**CONSEGNE:**
1. Indica se ciascuna affermazione concorda con il brano sui riformatori italiani, rispondendo sì o no e citando le parole decisive del brano: (a) nel 1987 Craxi aveva governato per tre anni; (b) il passaggio dalla Prima alla Seconda Repubblica si deve agli elettori; (c) l'inflazione a due cifre era stata domata.
2. Per favore, elenca tutte le questioni che, secondo il brano sui riformatori italiani, Craxi aveva posto.
3. Scrivi il seguito del brano sui riformatori italiani, riprendendo dopo la frase "Il cinghiale sembrava un leone ruggente."

**BRANO ESTRATTO:**
————
Discussioni e proposte, prospettive e strategie per il Paese

Gli italiani che non desiderano cambiare

Messaggioda ranvit il 10/12/2016, 16:47

Una storia di riformatori disarcionati
e i leader (Renzi, come Craxi e il Cav.) che gli danno un aiutino
Giuliano Ferrara
di Giuliano Ferrara
ferrara@ilfoglio.it
10 Dicembre 2016 alle

Un po’ di storia non fa male. Bisogna dare un seguito argomentativo di sfondo all’idea, affacciata ieri da Cerasa qui, che Renzi si sta dimettendo da Renzi, che questo è il rischio al di là delle minuzie consultazioniste.
Ecco qui. E’ assodato che gli italiani non desiderano cambiare la loro condizione, il loro sistema politico di decisione e le loro garanzie protettive in ogni campo. Dalla Prima alla Seconda Repubblica ci hanno portato non gli elettori, infatti, ma i magistrati, con la sorpresa a effetto della vittoria inaspettata di un Berlusconi, e conseguenze varie, ma senza le manette staremmo ancora col proporzionale e i partiti (quelli di un tempo, non i conati ora nascenti).
Nel 1987 Craxi aveva governato per tre anni, un tempo inaudito per la media di allora che era di un governo ogni dieci mesi, e aveva agitato le acque con un notevole successo di manovra e di iniziativa: aveva posto la questione di una Grande Riforma presidenzialista, della riforma garantista della giustizia penale dopo il caso Tortora (vincendo un referendum sulla responsabilità civile dei giudici), di una nuova politica riformista in economia e nelle relazioni sociali (e anche lì, sulla scala mobile, aveva vinto un referendum). La Borsa era alle stelle, l’inflazione galoppante a due cifre era stata domata. Il cinghiale sembrava un leone ruggente.
————
**SEZIONE DATI:**
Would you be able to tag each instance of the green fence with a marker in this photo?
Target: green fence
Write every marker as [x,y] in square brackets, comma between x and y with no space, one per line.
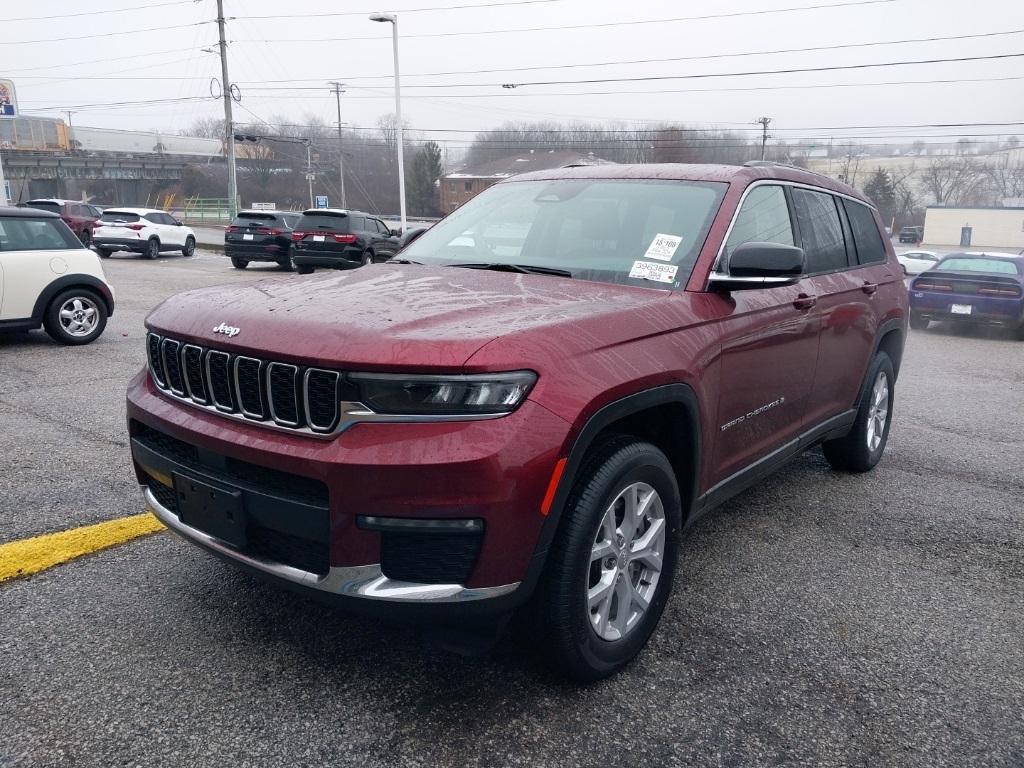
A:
[207,209]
————
**SOLUZIONI:**
1.
(a) Sì: "Nel 1987 Craxi aveva governato per tre anni".
(b) No: "Dalla Prima alla Seconda Repubblica ci hanno portato non gli elettori, infatti, ma i magistrati".
(c) Sì: "l’inflazione galoppante a due cifre era stata domata".

2.
1. Una Grande Riforma presidenzialista.
2. La riforma garantista della giustizia penale dopo il caso Tortora.
3. Una nuova politica riformista in economia e nelle relazioni sociali.

3.
E che accade? Il capo dei comunisti (alla vigilia del crollo del Muro di Berlino) e il capo dei democristiani, Natta e De Mita, decisero di estromettere Craxi dal governo e di andare al voto con un governicchio di loro gradimento, presieduto dal presidente del Senato Fanfani. Un “ordinato percorso verso le elezioni”. Si votò e Craxi prese qualche ridicolo decimale in più, dopo tre anni di spallate e di spinte al cambiamento. Gli italiani non volevano, appunto, cambiare il sistema. E Craxi che cosa fece? Ebbe una reazione di sdegno rassegnato, si intortò nel pentapartito, e disse che, se non volevano il cambiamento gli elettori, lui ne prendeva atto e rinunciava all’ambizione sua, aspettando che il pallino di Palazzo Chigi gli tornasse tra le mani dopo un governo Goria e un governo De Mita. Con il consenso deluso del leader della Grande Riforma, fu pienamente restaurata la vecchia partitocrazia consociativa. Risultato: qualche tempo dopo furono tutti arrestati, più o meno. Alle origini di tutto, una rinuncia. Craxi si era dimesso da Craxi. Dopo la rivoluzione delle manette, suppletiva della rivoluzione riformista che non c’era stata, arrivò a sorpresa Berlusconi, che liquidò i suoi avversari uno a uno e governò anche quando era all’opposizione dell’Ulivo, invadendo l’immaginario italiano per un ventennio e modificando il linguaggio politico e facendo perfino funzionare, tra un ribaltone e l’altro, l’alternanza che era sempre stata negata a questo paese in cui cambiavano i regimi, non i governi.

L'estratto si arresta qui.